(Items from a dataset)
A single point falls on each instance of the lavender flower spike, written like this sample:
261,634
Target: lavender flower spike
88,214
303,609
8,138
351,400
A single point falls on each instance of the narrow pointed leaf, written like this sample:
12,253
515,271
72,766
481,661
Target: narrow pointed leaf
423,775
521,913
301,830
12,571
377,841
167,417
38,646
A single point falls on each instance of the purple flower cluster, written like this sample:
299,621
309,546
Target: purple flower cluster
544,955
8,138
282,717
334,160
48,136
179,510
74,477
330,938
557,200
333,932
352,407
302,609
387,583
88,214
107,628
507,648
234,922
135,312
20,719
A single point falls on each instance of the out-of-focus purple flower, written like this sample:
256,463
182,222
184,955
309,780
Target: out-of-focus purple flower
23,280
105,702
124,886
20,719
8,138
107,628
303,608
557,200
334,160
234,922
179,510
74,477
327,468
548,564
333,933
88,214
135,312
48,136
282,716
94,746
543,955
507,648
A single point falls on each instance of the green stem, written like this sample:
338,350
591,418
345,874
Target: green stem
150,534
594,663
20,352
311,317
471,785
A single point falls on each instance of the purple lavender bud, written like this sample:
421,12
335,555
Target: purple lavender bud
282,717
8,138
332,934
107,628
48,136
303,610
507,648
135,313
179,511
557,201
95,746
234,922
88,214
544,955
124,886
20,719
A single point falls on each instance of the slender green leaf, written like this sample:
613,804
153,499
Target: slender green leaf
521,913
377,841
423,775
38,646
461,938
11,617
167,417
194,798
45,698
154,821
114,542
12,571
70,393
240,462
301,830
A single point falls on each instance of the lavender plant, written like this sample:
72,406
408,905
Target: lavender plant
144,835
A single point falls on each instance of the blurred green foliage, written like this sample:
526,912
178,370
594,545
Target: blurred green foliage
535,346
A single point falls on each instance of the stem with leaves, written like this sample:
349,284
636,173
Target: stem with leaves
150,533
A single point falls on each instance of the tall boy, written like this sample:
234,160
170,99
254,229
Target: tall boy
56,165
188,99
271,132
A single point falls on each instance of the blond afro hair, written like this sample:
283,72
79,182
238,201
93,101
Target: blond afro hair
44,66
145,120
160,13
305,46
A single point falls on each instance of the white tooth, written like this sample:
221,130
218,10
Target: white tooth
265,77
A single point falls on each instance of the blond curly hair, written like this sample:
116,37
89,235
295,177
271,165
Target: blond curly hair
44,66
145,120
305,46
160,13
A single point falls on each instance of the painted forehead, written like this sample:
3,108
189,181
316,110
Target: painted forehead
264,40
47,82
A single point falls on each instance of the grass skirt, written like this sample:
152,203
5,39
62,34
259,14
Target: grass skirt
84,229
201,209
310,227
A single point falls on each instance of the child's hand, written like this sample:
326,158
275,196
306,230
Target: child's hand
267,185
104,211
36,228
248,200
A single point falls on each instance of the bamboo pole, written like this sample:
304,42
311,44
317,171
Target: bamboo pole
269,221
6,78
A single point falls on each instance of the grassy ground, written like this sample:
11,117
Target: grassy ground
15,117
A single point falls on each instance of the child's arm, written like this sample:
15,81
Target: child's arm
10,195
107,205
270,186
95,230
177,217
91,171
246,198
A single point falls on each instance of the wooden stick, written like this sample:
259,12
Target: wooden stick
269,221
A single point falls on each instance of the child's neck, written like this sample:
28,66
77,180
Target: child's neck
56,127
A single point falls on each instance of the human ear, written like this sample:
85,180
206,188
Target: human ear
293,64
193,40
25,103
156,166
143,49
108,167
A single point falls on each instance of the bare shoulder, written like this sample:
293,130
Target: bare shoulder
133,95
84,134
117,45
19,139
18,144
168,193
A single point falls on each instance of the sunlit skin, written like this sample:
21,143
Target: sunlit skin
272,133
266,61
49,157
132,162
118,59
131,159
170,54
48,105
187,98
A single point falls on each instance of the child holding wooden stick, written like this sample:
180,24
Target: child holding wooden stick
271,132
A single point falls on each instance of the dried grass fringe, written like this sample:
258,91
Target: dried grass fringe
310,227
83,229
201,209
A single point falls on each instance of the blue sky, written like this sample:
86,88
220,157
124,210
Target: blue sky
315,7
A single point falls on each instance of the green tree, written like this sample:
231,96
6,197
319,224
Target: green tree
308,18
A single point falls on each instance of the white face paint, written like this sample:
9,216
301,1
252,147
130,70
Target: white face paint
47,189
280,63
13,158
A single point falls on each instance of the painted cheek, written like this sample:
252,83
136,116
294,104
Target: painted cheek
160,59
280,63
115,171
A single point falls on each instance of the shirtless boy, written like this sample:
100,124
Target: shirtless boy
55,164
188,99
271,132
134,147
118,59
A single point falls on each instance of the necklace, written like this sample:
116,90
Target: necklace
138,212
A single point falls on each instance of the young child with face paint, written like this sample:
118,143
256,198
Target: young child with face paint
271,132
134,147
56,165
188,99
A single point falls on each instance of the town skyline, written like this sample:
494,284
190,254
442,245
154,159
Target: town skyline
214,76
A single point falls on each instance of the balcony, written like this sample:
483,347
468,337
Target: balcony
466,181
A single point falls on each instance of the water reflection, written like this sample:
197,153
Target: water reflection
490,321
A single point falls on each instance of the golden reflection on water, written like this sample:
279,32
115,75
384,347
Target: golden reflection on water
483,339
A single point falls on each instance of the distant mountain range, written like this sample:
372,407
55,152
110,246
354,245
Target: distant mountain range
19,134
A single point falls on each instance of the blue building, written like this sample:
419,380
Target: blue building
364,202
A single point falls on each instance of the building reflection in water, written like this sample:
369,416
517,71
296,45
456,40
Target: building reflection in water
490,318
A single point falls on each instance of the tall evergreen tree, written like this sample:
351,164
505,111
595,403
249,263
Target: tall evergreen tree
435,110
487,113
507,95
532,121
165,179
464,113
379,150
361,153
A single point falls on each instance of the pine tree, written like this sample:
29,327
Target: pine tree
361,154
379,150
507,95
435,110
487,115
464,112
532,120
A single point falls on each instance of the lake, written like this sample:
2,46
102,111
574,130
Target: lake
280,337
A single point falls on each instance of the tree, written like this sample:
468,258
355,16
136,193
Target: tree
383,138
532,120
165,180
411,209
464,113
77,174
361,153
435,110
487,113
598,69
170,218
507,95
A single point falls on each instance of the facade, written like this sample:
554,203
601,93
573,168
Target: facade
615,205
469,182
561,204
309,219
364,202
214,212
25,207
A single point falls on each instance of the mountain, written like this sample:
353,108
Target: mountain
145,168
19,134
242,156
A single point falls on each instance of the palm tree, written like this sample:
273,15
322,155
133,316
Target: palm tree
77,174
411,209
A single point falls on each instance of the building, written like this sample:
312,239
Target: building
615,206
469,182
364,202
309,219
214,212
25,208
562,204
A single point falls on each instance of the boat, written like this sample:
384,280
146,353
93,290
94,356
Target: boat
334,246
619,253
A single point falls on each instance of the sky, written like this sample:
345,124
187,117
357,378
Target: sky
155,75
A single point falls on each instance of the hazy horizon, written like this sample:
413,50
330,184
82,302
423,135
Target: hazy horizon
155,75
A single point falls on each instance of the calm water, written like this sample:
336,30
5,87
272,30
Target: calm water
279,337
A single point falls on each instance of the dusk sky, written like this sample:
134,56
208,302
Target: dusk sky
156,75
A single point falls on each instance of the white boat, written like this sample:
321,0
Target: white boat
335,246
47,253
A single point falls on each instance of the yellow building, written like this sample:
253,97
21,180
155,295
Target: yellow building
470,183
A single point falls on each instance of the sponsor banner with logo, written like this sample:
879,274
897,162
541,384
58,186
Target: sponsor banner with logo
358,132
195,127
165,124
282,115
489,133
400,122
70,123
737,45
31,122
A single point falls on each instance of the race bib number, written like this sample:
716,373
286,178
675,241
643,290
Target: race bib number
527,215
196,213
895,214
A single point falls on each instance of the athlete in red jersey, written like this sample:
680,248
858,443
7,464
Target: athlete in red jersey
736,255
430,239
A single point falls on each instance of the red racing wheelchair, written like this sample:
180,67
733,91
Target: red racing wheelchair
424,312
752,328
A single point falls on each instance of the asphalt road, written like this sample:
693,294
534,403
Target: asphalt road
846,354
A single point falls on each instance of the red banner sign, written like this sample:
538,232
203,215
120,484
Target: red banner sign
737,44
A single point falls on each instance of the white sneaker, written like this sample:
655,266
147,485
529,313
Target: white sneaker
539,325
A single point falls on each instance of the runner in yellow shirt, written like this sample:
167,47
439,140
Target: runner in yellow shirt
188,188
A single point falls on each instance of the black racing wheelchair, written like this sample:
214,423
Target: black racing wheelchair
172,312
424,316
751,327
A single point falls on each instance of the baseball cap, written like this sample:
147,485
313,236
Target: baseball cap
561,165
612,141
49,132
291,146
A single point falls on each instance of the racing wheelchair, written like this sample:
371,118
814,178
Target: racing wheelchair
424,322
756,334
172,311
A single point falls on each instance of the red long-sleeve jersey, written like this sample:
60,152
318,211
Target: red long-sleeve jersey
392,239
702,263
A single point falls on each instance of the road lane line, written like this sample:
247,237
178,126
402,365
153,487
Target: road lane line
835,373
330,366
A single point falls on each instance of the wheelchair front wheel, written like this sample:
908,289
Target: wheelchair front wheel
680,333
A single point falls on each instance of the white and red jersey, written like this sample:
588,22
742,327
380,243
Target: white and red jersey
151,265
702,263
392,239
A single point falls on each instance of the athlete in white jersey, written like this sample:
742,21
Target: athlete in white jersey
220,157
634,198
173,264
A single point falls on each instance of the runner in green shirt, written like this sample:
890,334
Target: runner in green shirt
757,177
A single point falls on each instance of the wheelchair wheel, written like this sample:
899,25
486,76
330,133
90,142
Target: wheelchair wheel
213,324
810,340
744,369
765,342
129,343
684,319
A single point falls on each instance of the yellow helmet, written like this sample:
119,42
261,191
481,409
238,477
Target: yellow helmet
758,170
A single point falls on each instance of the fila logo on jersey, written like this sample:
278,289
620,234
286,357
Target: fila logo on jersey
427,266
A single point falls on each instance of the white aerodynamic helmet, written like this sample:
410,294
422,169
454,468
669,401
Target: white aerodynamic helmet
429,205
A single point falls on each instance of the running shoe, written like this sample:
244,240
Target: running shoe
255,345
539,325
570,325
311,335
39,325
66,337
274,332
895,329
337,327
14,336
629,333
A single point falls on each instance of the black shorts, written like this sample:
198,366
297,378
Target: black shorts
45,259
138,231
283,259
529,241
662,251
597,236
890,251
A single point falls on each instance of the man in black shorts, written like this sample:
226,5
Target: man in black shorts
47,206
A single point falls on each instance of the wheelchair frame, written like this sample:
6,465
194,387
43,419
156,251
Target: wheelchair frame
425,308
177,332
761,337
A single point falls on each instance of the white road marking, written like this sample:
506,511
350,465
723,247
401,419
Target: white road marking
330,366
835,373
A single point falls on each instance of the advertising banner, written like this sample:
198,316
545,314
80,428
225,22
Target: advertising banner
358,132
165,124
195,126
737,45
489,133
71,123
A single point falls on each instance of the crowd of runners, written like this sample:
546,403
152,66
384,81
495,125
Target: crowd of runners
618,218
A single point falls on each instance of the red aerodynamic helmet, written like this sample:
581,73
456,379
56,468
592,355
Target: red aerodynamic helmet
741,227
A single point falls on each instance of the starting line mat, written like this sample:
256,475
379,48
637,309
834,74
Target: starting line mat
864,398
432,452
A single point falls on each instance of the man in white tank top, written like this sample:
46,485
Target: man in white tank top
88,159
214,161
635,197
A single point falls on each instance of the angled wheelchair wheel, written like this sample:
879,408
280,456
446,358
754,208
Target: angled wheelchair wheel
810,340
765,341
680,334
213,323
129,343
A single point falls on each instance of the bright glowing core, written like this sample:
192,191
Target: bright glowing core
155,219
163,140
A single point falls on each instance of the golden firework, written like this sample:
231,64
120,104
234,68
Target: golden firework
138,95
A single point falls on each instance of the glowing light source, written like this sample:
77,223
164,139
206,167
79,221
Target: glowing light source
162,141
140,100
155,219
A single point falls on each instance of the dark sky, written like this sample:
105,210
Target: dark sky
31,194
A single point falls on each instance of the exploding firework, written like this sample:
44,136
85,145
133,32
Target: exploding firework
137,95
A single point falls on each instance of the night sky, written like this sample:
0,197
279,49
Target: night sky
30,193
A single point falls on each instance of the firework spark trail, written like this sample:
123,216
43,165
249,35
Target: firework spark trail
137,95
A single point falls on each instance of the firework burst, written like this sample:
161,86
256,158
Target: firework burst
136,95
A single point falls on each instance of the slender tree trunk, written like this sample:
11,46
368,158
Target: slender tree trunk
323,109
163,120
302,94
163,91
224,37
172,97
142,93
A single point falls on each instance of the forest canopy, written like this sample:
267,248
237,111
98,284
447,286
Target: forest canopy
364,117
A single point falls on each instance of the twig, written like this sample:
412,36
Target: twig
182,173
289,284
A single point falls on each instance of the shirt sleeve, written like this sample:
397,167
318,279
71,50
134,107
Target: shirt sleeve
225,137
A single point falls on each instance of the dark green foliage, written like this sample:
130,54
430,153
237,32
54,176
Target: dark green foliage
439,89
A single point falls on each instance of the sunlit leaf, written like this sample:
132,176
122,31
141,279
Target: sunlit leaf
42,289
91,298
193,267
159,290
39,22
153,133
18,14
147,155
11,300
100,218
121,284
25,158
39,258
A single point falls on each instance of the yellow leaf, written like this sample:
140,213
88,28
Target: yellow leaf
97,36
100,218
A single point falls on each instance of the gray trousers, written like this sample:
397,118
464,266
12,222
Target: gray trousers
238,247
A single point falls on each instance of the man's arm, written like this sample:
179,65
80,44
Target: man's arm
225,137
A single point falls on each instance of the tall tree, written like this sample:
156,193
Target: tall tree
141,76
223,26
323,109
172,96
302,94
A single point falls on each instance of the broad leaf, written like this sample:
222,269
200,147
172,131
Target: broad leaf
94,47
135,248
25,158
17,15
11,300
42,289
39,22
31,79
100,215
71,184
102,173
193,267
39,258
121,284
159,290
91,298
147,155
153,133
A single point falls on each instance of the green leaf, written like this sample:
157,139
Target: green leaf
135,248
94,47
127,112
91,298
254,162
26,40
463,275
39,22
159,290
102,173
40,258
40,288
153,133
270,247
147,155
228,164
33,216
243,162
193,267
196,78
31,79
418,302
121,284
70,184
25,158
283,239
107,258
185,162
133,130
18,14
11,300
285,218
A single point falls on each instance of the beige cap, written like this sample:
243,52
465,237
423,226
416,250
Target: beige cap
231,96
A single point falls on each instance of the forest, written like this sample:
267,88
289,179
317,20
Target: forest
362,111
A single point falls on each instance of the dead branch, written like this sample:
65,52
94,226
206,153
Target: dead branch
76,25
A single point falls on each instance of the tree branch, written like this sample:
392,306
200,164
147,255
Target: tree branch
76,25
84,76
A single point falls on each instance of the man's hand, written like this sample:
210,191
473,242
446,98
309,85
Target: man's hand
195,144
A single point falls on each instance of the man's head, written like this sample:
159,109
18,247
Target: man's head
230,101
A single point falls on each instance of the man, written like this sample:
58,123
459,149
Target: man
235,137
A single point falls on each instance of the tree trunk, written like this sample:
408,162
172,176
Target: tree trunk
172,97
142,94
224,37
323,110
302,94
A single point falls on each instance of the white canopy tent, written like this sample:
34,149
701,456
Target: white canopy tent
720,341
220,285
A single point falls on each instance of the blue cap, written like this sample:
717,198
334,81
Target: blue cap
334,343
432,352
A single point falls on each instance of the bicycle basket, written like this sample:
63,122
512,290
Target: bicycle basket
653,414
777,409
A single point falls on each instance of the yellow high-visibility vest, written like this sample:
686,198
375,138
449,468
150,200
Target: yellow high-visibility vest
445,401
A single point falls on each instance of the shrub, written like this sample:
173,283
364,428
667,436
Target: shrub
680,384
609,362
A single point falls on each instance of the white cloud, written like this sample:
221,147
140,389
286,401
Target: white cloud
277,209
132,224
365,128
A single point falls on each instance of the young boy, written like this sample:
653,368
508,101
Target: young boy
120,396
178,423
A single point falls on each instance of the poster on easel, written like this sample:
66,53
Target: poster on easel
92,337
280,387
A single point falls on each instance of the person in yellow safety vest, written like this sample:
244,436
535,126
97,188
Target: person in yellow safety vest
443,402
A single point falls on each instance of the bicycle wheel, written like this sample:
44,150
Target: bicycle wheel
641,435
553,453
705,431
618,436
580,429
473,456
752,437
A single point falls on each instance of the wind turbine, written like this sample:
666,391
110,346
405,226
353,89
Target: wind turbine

▶ Your task: Every line from the one containing "A single point falls on each instance of the shrub, written" through the end of the entries above must be echoed exactly, with both ends kept.

▶ The reply:
A single point falls on each instance of the shrub, written like this sample:
173,283
364,428
667,436
Target: shrub
680,384
609,362
A single point falls on each instance of the white cloud, written like this sample:
221,147
140,389
286,401
Target: white cloud
277,209
132,224
365,128
A single point falls on each instance of the young boy, written like this sample:
653,368
508,101
Target: young boy
120,396
178,423
A single point falls on each instance of the poster on easel, written like this sample:
66,53
Target: poster on easel
92,337
280,387
A single point falls on each instance of the person in yellow safety vest, written like this sample:
244,436
535,126
97,188
Target: person in yellow safety vest
443,402
A single point falls on each instance of the bicycle wheel, written like this sample:
44,150
Target: bicycle wheel
641,435
553,453
705,431
618,436
580,429
473,456
752,437
A single point falls on each instance of the wind turbine, written like this sample:
666,391
110,346
405,226
353,89
Target: wind turbine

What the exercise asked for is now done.